Pick out and copy every row below that contains the string "mountain".

%%

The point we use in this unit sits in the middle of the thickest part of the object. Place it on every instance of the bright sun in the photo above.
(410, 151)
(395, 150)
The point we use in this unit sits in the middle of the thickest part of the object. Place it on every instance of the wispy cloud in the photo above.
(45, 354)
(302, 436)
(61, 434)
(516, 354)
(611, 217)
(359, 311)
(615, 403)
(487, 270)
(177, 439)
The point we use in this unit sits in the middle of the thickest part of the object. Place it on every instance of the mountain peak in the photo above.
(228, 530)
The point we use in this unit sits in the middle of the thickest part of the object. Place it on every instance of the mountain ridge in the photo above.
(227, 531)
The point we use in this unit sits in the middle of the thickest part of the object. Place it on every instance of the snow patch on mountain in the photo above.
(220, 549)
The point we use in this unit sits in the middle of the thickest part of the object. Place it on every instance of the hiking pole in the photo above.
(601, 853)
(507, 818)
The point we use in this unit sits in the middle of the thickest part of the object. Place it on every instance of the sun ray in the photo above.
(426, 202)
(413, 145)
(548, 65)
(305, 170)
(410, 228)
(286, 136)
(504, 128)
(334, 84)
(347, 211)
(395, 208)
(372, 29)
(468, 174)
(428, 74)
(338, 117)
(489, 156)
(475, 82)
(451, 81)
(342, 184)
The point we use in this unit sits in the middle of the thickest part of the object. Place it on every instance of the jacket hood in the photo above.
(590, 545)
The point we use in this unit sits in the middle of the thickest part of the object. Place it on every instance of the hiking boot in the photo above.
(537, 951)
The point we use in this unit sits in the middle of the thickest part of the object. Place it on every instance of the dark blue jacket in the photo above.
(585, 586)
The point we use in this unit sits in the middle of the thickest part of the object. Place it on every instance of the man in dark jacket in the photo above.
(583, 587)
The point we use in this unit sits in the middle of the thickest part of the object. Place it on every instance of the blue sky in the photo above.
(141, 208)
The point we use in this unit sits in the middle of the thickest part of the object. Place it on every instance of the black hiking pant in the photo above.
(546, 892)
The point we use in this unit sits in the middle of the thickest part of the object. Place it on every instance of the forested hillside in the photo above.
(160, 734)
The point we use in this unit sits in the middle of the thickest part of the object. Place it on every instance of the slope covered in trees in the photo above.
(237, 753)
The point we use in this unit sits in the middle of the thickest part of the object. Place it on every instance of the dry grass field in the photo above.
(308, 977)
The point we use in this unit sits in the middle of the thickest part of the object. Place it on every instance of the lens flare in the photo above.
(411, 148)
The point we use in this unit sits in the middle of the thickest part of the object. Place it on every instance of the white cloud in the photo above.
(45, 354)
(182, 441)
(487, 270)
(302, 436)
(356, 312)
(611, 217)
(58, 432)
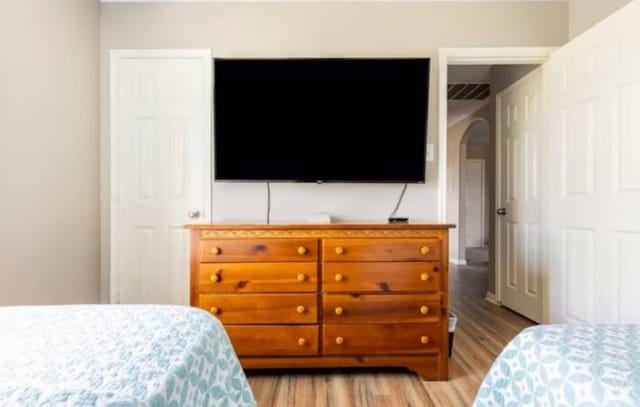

%%

## Reply
The point we use in this unit sits in the middle of the thickest part of the object. Place it on every instance of the mountain peak in the photo above.
The point we use in this unit sits in the middle of the thickest part of the object. Place it on every instance of the mountain ridge in the photo above.
The point we use in this unit sits in the middle of the thickest part of the object. Place it on every instance of the snow patch on mountain in the photo above.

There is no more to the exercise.